◆ **WHAT IS EXPECTED**: Extract all records. Keep each one exact.

◆ **DATASET EXTRACT**:
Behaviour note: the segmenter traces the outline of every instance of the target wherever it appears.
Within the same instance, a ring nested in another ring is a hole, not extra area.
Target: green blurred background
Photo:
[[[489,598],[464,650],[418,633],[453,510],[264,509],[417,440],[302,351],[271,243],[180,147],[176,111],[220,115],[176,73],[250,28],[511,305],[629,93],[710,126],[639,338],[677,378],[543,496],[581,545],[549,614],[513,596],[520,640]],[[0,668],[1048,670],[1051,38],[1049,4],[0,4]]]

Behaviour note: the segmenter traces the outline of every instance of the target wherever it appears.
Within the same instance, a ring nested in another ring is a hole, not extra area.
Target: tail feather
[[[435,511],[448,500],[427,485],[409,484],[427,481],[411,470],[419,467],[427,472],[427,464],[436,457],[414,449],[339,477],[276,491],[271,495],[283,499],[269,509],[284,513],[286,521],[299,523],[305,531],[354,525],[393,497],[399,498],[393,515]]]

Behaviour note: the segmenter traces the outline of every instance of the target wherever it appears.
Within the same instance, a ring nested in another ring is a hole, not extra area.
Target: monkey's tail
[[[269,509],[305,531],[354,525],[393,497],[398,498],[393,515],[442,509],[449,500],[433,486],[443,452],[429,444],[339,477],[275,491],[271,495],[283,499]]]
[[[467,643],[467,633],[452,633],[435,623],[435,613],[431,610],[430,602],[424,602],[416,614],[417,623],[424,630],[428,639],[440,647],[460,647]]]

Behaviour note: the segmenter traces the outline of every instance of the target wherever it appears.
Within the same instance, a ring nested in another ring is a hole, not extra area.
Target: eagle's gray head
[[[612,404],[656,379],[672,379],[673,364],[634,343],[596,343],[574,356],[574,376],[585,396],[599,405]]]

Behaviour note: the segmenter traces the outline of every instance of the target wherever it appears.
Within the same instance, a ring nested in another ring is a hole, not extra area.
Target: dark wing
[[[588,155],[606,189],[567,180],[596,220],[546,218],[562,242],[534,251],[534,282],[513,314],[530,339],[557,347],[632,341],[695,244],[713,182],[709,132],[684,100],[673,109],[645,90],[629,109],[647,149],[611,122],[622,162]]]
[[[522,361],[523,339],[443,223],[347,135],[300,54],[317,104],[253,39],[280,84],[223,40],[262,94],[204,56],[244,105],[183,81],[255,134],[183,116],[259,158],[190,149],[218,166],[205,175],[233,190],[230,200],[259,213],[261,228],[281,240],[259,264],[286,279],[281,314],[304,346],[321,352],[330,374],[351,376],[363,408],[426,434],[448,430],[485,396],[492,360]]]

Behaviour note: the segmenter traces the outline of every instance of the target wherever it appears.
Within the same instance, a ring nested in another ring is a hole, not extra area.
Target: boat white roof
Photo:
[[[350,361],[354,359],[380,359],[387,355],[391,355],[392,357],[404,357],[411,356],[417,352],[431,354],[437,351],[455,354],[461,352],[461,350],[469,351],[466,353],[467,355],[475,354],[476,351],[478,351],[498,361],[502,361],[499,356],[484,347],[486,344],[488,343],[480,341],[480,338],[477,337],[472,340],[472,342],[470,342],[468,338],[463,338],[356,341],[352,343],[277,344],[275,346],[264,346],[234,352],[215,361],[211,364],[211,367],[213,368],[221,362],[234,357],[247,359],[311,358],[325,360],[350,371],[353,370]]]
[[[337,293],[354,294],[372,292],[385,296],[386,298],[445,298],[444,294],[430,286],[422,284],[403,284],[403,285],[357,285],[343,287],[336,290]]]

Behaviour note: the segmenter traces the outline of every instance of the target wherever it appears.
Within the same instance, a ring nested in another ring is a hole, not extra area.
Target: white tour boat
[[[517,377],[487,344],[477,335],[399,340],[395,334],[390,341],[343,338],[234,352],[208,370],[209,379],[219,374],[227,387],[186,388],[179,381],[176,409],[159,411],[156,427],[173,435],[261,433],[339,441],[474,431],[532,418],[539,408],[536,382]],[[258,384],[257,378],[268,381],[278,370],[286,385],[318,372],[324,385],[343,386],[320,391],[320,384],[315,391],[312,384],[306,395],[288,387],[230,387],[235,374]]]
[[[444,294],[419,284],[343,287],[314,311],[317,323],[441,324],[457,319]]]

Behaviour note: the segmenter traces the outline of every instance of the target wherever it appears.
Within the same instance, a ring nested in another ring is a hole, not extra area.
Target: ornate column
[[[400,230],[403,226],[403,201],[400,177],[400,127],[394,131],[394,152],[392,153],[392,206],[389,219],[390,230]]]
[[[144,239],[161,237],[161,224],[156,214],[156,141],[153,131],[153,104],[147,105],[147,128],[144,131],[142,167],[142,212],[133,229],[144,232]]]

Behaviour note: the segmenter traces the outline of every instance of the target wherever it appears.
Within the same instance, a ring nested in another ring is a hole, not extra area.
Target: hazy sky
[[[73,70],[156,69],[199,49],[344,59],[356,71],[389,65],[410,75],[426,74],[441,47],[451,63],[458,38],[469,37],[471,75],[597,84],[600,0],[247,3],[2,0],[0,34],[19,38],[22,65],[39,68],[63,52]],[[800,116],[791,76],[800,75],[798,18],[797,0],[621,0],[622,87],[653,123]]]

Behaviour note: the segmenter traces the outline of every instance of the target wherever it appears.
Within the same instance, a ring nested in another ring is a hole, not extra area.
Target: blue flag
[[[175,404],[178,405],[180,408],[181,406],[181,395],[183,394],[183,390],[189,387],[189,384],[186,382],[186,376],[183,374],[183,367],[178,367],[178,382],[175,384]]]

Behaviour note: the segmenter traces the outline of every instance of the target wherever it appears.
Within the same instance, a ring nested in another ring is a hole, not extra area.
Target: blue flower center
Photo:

◆ **EXERCISE OUTPUT**:
Behaviour note: the segmenter traces the outline of every instance of the target wherever it appears.
Within the same instance, a ring nested in another ring is a hole, not extra area.
Target: green blurred background
Photo:
[[[489,598],[464,650],[418,633],[453,510],[264,509],[417,440],[302,351],[271,243],[180,147],[176,111],[220,115],[176,73],[250,28],[511,305],[629,93],[710,126],[639,338],[677,378],[543,496],[581,545],[549,614],[513,596],[520,640]],[[0,668],[1048,670],[1051,38],[1049,4],[0,4]]]

Behaviour note: the segmenter traces the outline of every instance of the target wherever it appears.
Within the same instance, a ring nested in another ring is a hole, not extra area.
Target: tail feather
[[[435,511],[448,500],[427,485],[409,484],[427,481],[411,470],[419,467],[427,472],[427,464],[436,457],[414,449],[339,477],[276,491],[271,495],[283,499],[269,509],[284,513],[286,521],[299,523],[305,531],[354,525],[393,497],[399,498],[393,515]]]

Behaviour note: the segmenter traces the outline of every instance of the target wherever it appears.
Within the same instance, a ring nested in another ring is a hole, not extra area.
Target: monkey's tail
[[[269,509],[305,531],[354,525],[393,497],[398,498],[393,515],[442,509],[449,500],[433,486],[443,452],[429,444],[339,477],[275,491],[271,495],[283,499]]]
[[[467,643],[467,633],[452,633],[435,623],[435,613],[431,610],[430,602],[424,602],[416,614],[417,623],[424,630],[428,639],[440,647],[460,647]]]

Behaviour note: the segmenter traces the outline of every instance of the target wherever it appears.
Within the same instance, a ring nested in another ring is a hole, not extra area.
Target: eagle's gray head
[[[612,404],[656,379],[672,379],[673,364],[634,343],[596,343],[574,356],[574,376],[585,396],[599,405]]]

Behaviour note: the segmenter traces the outline of every instance of the target wherever it appears.
Within the same instance, a ring nested in another ring is a hole, not extra area.
Target: dark wing
[[[588,155],[606,189],[567,180],[596,220],[546,218],[562,242],[534,251],[534,282],[513,314],[530,339],[557,347],[632,341],[695,244],[713,182],[709,132],[684,100],[673,109],[645,90],[629,109],[647,149],[611,122],[622,162]]]
[[[522,361],[523,339],[443,223],[347,135],[300,54],[317,104],[253,39],[280,84],[223,40],[262,94],[204,56],[244,105],[183,81],[255,134],[183,116],[259,158],[190,149],[218,166],[205,175],[233,190],[230,200],[259,213],[261,228],[281,240],[259,264],[286,279],[281,314],[304,346],[321,352],[330,374],[351,376],[363,408],[426,434],[448,430],[485,396],[492,360]]]

Behaviour note: the segmenter traces the outline of every instance of the target wherever it appears.
Within the same instance, a ring nested in another ring is a hole, not extra area.
Target: boat white roof
Photo:
[[[350,361],[354,359],[380,359],[387,355],[391,355],[392,357],[404,357],[411,356],[417,352],[431,354],[437,351],[455,354],[461,352],[461,350],[469,351],[466,353],[467,355],[475,354],[476,351],[478,351],[498,361],[502,361],[499,356],[484,347],[486,344],[488,343],[480,341],[480,338],[477,337],[472,340],[472,342],[470,342],[468,338],[463,338],[356,341],[352,343],[277,344],[275,346],[264,346],[234,352],[215,361],[211,364],[211,367],[213,368],[221,362],[234,357],[247,359],[311,358],[325,360],[350,371],[353,370]]]
[[[337,293],[354,294],[372,292],[385,296],[386,298],[445,298],[444,294],[430,286],[422,284],[403,284],[403,285],[357,285],[343,287],[336,290]]]

Behaviour note: the segmenter traces the outline of every instance of the target wherever it appears.
Within the same instance, a ring nested in another ring is a hole, not extra area.
Target: white tour boat
[[[517,377],[487,344],[477,335],[399,340],[395,334],[390,341],[343,338],[234,352],[208,370],[209,379],[219,374],[227,387],[186,388],[179,381],[176,409],[159,411],[156,427],[173,435],[261,433],[339,441],[474,431],[532,418],[539,408],[536,382]],[[258,384],[257,378],[268,381],[278,370],[286,385],[318,372],[324,385],[343,386],[320,391],[320,384],[315,391],[312,384],[306,395],[288,387],[230,387],[235,374]]]
[[[444,294],[419,284],[343,287],[314,311],[317,323],[441,324],[457,319]]]

Behaviour note: the segmenter traces the outline of every instance of the target wherever it appears.
Within the same instance, a ring nested in another ring is a hole, not extra area.
Target: ornate column
[[[400,230],[403,226],[403,201],[400,177],[400,127],[394,131],[394,152],[392,153],[392,206],[389,219],[390,230]]]
[[[144,239],[161,237],[161,224],[156,214],[156,141],[153,131],[153,104],[147,105],[147,128],[144,131],[142,167],[142,212],[133,229],[144,232]]]

Behaviour note: the segmenter traces the outline of every instance of the target wherever it appears.
Within the same instance, a ring nested in another ring is a hole, not extra area.
Target: hazy sky
[[[73,70],[156,69],[199,49],[344,59],[356,71],[389,65],[410,75],[426,74],[441,47],[451,63],[458,38],[469,37],[471,75],[597,84],[600,0],[247,3],[2,0],[0,34],[19,38],[22,65],[39,68],[63,52]],[[800,116],[791,76],[800,75],[798,18],[797,0],[621,0],[622,87],[653,123]]]

Behaviour note: the segmenter traces the outline of every instance of the target wherever it appears.
Within the same instance, a ring nested in another ring is a hole, not extra area.
Target: blue flag
[[[175,404],[178,405],[180,408],[181,406],[181,395],[183,394],[183,390],[189,387],[189,384],[186,382],[186,376],[183,374],[183,367],[178,367],[178,382],[175,384]]]

Behaviour note: the segmenter traces the outline of every instance of the target wherever it appears.
Within the same instance, a ring nested in another ring is a hole, not extra area.
Target: blue flower center
Photo:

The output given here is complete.